◆ **Page text**

The Most Serene Republic is good at this, "The Protagonist Suddenly Realizes What He Must Do In The Middle Of Downtown Traffic" is on their Underwater Cinematographer along with "You're a Loose Cannon McArthur, But You Get The Job Done." Their best song, however, carries the simple title "Proposition 61."
Big Media Ezra
May be "no Brad Pitt", but then again, who is? By the standards of professional political punditry he's pretty damn hot.
Khaled Meshal, exiled leader of Hamas, says his outfit will not "submit to pressure to recognize Israel, because the occupation is illegitimate and we will not abandon our rights." I really don't understand what the point is in having foreign governments pressure Hamas to recognize Israel. For one thing, there's very little chance that Hamas is going to recognize Israel in the short term. Highly public arm-twisting only would see to make a change of heart less likely because it would then appear to be craven knuckling under to foreign demands. And perhaps more to the point, unless Israel is populated with retarded people, nobody would take any Hamas statements made under those circumstances and face value. It's like when your mom orders you to apologize to your little brother, so you grudging agree to apologize but secretly keep your fingers crossed. The problem in the Middle East is a lack of genuine desire for compromise, not a lack of people willing to pretend to want to compromise.
So . . . trades, what do you say? My read is that Sacramento and Boston are making mistakes.
What Harry Reid Could Learn from Hamas
Anti-corruption is a good election issue, but to really pull off a sweeping political win you need to combine it with support for traditional religious values, toughness on national security, and economic populism. It's a sure-fire formula.
The truly surprising thing about today's unilateral attack by TNR on my beloved TAP is even the liberal New Republic's subscription prices: "Subscribe today for as little as $9.97 to read all of our unconventional wisdom." Why not charge $9.99?
This old Frank Foer article from 1997 attacking John Podhoretz and the Stalinist aesthetics of The Weekly Standard's back of the book holds up pretty well. But what's really creepy is Slate's Stalinist bylines: "Franklin Foer is a senior editor at the New Republic and a contributing editor at New York. He is the author of How Soccer Explains the World." And so he is, in 2006. But the book wasn't published until years after the article ran, that can't have been the mini-bio originally attached to the article. It starts with post hoc byline revisions, then you're airbrushing people out of photographs, and next thing you know Jacob Weisberg will be sending millions to their death some new media gulag. Don't say I didn't warn you.

◆ **Extracted information**

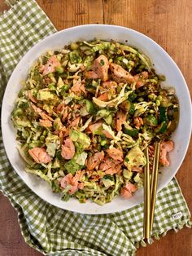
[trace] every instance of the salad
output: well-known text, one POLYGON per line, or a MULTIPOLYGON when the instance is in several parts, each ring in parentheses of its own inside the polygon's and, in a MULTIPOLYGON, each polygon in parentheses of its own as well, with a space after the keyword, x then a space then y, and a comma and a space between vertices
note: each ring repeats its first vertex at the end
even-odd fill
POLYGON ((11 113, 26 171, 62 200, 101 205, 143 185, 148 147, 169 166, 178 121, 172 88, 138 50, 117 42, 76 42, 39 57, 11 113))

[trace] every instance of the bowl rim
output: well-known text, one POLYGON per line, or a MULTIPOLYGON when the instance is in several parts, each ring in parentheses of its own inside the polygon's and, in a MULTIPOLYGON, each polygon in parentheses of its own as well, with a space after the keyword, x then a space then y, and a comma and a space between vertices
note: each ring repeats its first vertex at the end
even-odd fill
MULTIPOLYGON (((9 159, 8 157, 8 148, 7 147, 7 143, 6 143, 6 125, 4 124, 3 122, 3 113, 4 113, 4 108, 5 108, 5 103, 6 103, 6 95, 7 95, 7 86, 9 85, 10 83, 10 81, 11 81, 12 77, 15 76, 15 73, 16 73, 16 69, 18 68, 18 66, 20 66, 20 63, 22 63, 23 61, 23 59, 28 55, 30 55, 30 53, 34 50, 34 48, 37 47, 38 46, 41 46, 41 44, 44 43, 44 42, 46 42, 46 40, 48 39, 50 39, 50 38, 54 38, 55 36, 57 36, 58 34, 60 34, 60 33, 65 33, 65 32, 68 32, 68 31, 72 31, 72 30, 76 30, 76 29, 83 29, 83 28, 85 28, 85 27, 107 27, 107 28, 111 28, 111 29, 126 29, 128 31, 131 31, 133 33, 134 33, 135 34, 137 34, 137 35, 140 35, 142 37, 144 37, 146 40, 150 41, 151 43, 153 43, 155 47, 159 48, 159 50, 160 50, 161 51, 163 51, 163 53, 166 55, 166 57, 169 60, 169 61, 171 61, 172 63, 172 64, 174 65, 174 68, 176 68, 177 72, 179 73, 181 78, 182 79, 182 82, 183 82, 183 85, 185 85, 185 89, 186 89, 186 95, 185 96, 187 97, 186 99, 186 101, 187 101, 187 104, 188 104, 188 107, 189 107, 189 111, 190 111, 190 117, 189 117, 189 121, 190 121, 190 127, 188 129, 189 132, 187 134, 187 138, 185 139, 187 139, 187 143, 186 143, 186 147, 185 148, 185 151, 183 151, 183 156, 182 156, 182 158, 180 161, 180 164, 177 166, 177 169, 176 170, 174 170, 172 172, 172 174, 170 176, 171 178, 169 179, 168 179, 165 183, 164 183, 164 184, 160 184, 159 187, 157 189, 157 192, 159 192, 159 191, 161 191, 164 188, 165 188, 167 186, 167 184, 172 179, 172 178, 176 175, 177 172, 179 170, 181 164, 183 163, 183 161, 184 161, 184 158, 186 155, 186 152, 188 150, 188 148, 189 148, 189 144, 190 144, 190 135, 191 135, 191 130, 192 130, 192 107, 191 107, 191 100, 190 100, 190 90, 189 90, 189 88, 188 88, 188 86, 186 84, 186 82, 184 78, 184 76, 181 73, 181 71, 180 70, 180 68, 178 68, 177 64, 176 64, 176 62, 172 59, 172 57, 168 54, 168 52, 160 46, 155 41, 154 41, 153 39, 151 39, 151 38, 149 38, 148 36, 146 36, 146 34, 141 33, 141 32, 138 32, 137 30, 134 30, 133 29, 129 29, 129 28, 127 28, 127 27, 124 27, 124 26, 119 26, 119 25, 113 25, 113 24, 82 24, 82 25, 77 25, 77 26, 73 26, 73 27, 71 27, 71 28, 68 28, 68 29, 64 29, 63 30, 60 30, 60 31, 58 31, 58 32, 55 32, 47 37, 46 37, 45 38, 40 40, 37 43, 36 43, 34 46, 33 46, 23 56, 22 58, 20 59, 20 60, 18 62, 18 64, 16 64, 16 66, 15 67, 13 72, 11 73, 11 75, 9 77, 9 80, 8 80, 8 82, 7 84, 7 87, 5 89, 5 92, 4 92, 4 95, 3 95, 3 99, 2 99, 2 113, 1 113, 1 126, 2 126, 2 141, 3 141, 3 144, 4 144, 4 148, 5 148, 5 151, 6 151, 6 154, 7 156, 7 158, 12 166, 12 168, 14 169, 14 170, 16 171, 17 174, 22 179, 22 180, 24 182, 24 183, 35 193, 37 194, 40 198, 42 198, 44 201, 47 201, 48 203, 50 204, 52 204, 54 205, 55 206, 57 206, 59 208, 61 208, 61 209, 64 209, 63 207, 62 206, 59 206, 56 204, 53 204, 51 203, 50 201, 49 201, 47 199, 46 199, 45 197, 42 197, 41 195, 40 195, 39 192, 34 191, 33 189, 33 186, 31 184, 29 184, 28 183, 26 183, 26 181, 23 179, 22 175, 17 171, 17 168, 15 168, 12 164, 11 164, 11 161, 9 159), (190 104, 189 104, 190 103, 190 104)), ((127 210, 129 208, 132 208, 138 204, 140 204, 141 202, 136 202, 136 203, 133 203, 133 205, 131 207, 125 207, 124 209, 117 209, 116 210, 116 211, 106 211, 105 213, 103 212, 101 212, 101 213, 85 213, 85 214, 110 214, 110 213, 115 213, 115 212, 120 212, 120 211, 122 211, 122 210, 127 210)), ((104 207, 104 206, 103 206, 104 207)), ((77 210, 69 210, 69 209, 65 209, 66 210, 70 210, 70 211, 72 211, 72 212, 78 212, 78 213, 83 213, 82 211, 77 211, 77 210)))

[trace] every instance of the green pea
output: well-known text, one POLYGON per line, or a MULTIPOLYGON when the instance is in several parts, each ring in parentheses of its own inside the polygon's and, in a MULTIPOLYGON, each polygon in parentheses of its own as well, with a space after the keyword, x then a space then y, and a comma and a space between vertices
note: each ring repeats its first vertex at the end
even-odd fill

◆ **Task item A**
Answer these questions from the blog text:
(i) What simple title does The Most Serene Republic's best song carry?
(ii) What does Khaled Meshal call the occupation?
(iii) What is the lowest price in the New Republic's subscription offer?
◆ **Task item B**
Does each statement agree with the blog text? Answer yes or no, and quote the words that decide it.
(i) The writer thinks Sacramento and Boston are making mistakes with their trades.
(ii) The Frank Foer article attacking John Podhoretz dates from 2006.
(iii) The writer considers it likely that Hamas will recognize Israel in the short term.
◆ **Task item C**
Please write out the part of the blog text from "This old Frank" up to and including "didn't warn you.", without any changes.

◆ **Task result A**
(i) "Proposition 61."
(ii) Illegitimate.
(iii) $9.97.

◆ **Task result B**
(i) Yes: "My read is that Sacramento and Boston are making mistakes."
(ii) No: "This old Frank Foer article from 1997"
(iii) No: "there's very little chance that Hamas is going to recognize Israel in the short term."

◆ **Task result C**
This old Frank Foer article from 1997 attacking John Podhoretz and the Stalinist aesthetics of The Weekly Standard's back of the book holds up pretty well. But what's really creepy is Slate's Stalinist bylines: "Franklin Foer is a senior editor at the New Republic and a contributing editor at New York. He is the author of How Soccer Explains the World." And so he is, in 2006. But the book wasn't published until years after the article ran, that can't have been the mini-bio originally attached to the article. It starts with post hoc byline revisions, then you're airbrushing people out of photographs, and next thing you know Jacob Weisberg will be sending millions to their death some new media gulag. Don't say I didn't warn you.